DESCRIPTION OF THE TASK | Hand back all records exactly, pictures omitted.

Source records

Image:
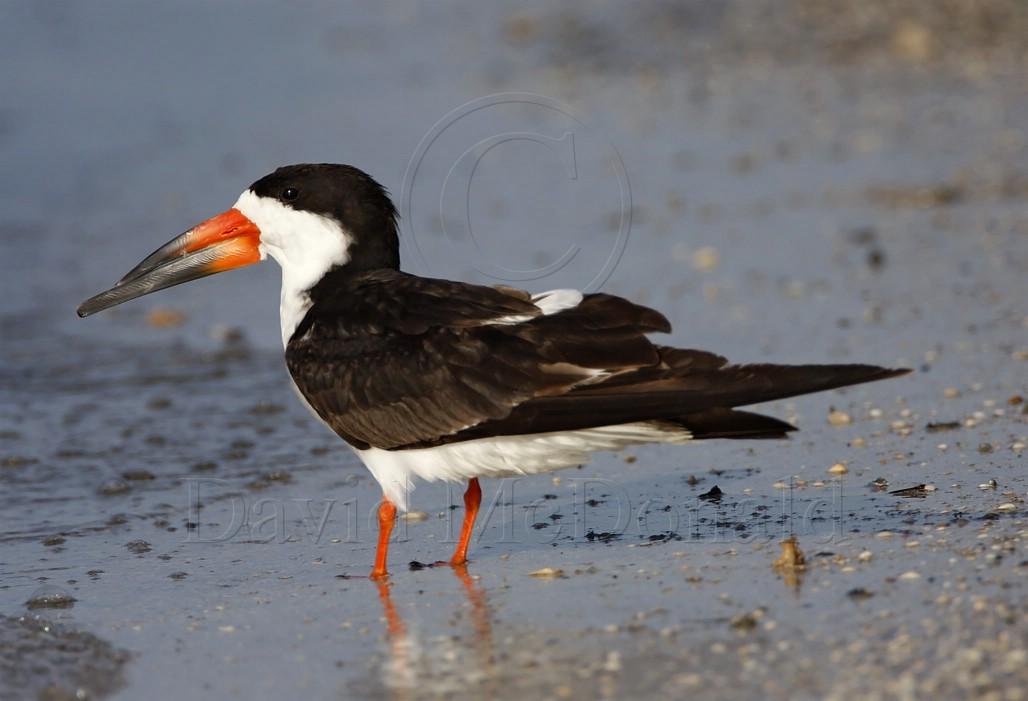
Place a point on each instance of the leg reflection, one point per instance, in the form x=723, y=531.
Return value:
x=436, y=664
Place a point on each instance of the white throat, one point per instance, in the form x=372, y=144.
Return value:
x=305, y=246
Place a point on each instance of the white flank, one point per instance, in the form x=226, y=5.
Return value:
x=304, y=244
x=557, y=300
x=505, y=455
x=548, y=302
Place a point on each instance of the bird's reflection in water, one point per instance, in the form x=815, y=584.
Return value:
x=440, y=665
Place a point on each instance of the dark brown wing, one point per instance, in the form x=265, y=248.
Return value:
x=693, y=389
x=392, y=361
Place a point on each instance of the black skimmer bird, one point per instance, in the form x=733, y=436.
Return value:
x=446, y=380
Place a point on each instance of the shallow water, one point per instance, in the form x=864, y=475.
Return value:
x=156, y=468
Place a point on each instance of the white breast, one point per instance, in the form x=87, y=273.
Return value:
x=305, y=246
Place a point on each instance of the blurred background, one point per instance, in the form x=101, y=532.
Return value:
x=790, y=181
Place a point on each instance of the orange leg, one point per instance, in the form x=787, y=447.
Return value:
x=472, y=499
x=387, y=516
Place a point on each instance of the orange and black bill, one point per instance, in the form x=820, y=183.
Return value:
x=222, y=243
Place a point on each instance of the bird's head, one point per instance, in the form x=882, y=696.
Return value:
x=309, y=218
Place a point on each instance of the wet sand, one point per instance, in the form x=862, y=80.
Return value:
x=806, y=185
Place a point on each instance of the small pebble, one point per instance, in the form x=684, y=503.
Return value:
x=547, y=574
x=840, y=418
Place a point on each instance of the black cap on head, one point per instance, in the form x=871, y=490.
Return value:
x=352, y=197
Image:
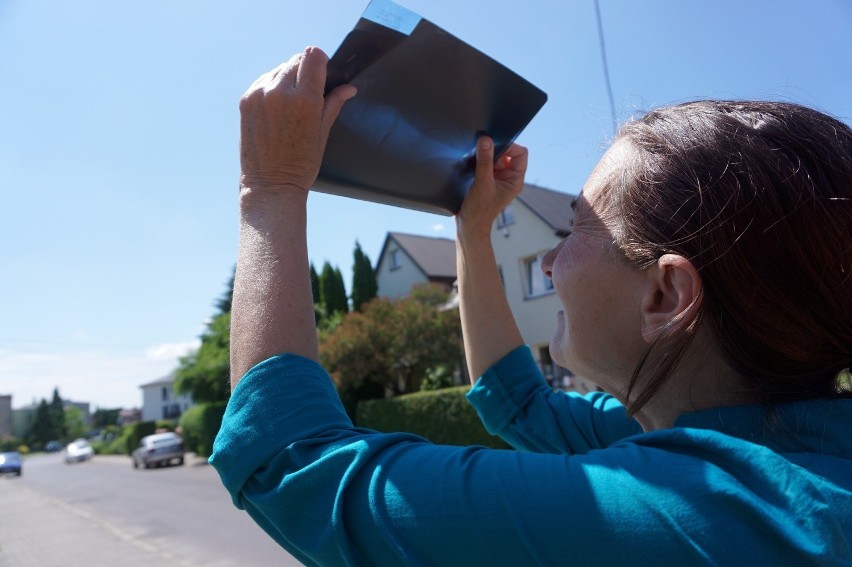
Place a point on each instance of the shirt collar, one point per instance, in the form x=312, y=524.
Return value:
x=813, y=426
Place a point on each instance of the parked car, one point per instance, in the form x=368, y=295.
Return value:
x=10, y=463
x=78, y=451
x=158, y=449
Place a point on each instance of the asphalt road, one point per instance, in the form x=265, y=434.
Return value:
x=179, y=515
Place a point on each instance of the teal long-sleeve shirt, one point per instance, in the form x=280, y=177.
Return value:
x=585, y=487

TASK RESULT |
Image:
Place a point on each instance of the leg reflection, one point per instance, in the form x=723, y=531.
Return value:
x=436, y=664
Place a point on each instance of the white throat, one point per instance, in the form x=372, y=144.
Return value:
x=305, y=246
Place a point on each instance of the white flank, one point per instance, in the form x=226, y=5.
Return value:
x=304, y=244
x=557, y=300
x=505, y=455
x=548, y=302
Place a point on each instance of the bird's reflection in water, one point per instance, in the form x=815, y=584.
Return value:
x=440, y=665
Place a point on each instance of the dark brown wing, one point per instance, in the form x=265, y=248.
Return value:
x=693, y=389
x=392, y=361
Place a point on each instance of the black skimmer bird, one point per instance, in the form x=733, y=436.
Return value:
x=446, y=380
Place a point on each instance of the shallow water, one point per instance, in the form x=864, y=475.
Return value:
x=156, y=468
Place a point on each instance of the white breast, one point per instance, in the form x=87, y=273.
Return value:
x=305, y=246
Place a point on each instance of the blurred background, one point per instance, in the form x=101, y=532.
Return value:
x=790, y=181
Place a point on each instance of the orange leg, one point per instance, in the form x=787, y=447.
Return value:
x=472, y=499
x=387, y=516
Place a point on each instance of the orange and black bill, one point per instance, in the form x=820, y=183.
Return value:
x=222, y=243
Place a point on each instance of the bird's head, one point per instance, in the form x=882, y=696.
Return value:
x=309, y=218
Place a point on each instance of the wet sand, one point per instance, in the form x=862, y=80.
Return value:
x=806, y=185
Place a point on each instance of the small pebble, one point per instance, in the form x=684, y=503.
Return value:
x=547, y=574
x=840, y=418
Place a point on each instance of the black cap on head, one point per instance, in the form x=871, y=490.
Return value:
x=352, y=197
Image:
Place a point on each instance of the shirt collar, one point per instance, in the form x=312, y=524.
Return value:
x=813, y=426
Place a point on each instance of the parked car, one point per instance, in the form x=368, y=295.
Return value:
x=10, y=463
x=78, y=451
x=158, y=449
Place a point on each instance of the asphalt road, one point per instance, in the form x=265, y=434.
Return value:
x=179, y=515
Place a point on each instance of the teal long-sleeve shirt, one point per instance, in the form x=280, y=177.
Return value:
x=585, y=487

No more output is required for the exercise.